- Your goal
Using the material below, print the line that contains "[trace] **cabinet door hinge** -> outlines", the line that contains "[trace] **wooden upper cabinet** -> outlines", and every line in between, exactly and nothing else.

- Data for this task
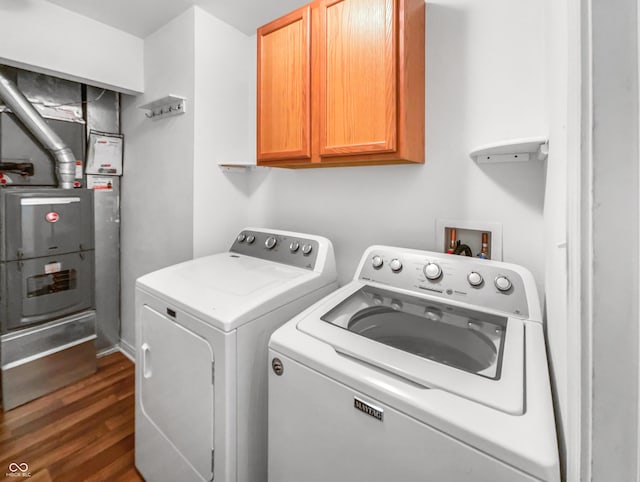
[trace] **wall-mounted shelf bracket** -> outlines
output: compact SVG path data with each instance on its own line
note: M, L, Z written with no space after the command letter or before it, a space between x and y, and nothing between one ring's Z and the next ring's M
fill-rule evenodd
M157 120L164 117L184 114L187 111L187 99L179 95L169 94L161 99L141 105L138 108L148 111L144 114L147 118Z
M257 170L270 169L265 166L256 166L255 164L218 164L222 172L250 172Z
M549 155L549 139L529 137L509 139L478 147L469 153L469 157L478 164L494 162L544 161Z

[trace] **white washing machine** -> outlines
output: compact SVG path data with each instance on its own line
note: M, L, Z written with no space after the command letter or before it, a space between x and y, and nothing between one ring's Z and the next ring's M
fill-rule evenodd
M560 480L538 294L516 265L373 246L269 343L272 482Z
M267 343L337 287L331 242L245 229L136 283L136 467L147 481L267 478Z

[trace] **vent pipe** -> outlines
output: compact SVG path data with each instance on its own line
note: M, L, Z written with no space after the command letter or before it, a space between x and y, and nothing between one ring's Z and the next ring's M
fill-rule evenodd
M0 99L6 104L33 136L46 147L56 160L56 177L62 189L73 189L76 158L16 84L0 71Z

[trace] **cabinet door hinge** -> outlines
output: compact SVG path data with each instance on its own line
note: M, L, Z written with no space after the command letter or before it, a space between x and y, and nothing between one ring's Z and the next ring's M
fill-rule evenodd
M214 479L213 469L215 468L215 449L211 449L211 480Z
M216 384L216 362L211 362L211 385Z

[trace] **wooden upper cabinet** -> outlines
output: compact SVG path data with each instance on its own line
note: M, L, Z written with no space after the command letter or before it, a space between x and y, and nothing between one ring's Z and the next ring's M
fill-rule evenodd
M319 15L320 155L395 151L393 0L328 1Z
M260 28L258 164L424 162L424 44L424 0L316 0Z
M258 29L258 161L311 158L310 10Z

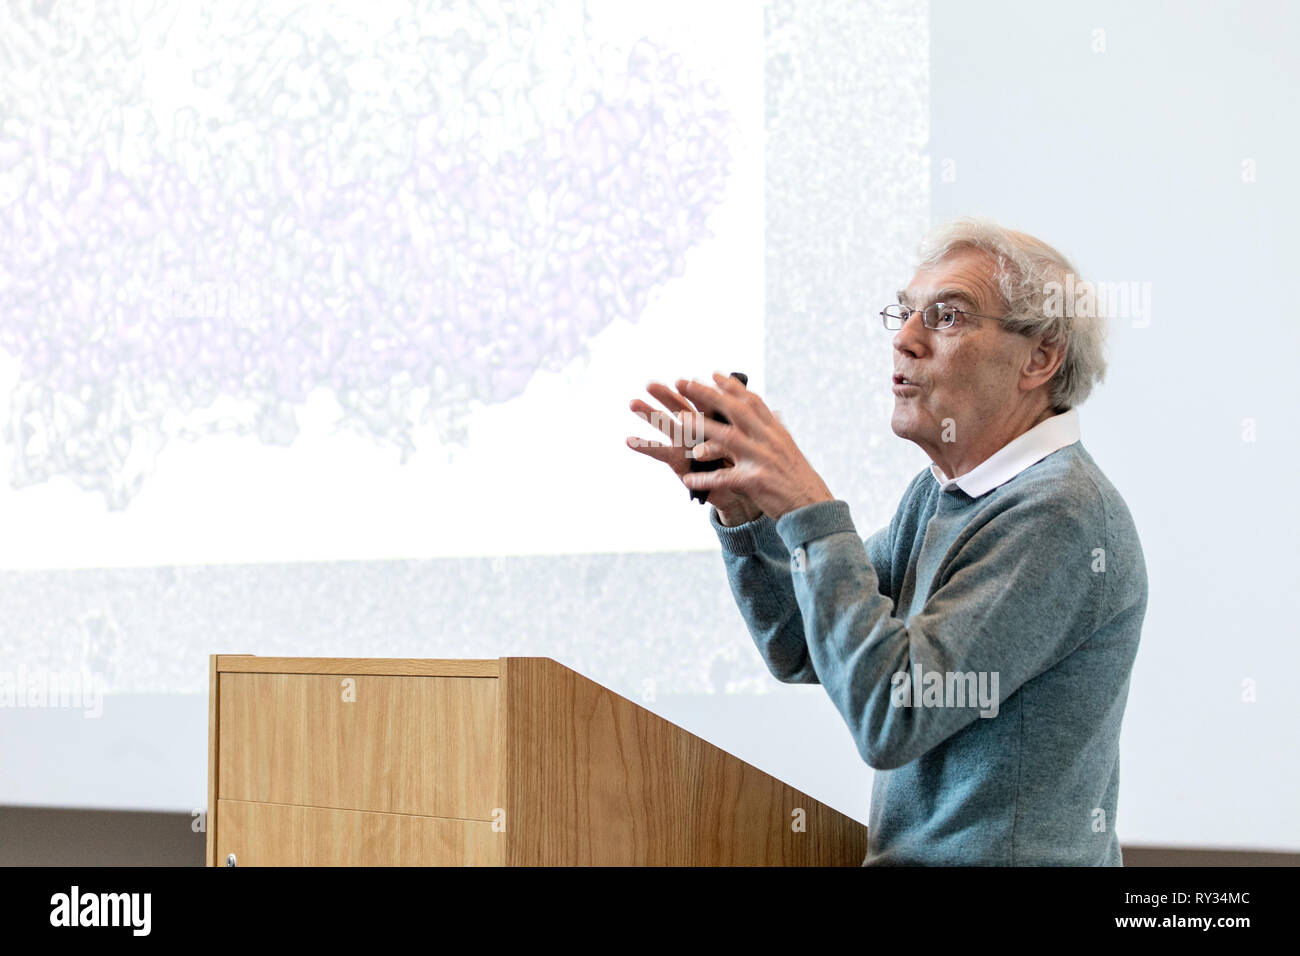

- Expected answer
[trace] **cabinet door hinge** -> outlines
output: compact SVG path data with each instance on its own line
note: M, L, Z written with no space after the command letter or before it, a space between x and y, and nothing between one ring's Z and the next ring's M
fill-rule evenodd
M214 479L213 469L215 468L215 449L211 449L211 480Z
M216 384L216 362L211 362L211 385Z

[trace] **wooden upper cabinet** -> outlines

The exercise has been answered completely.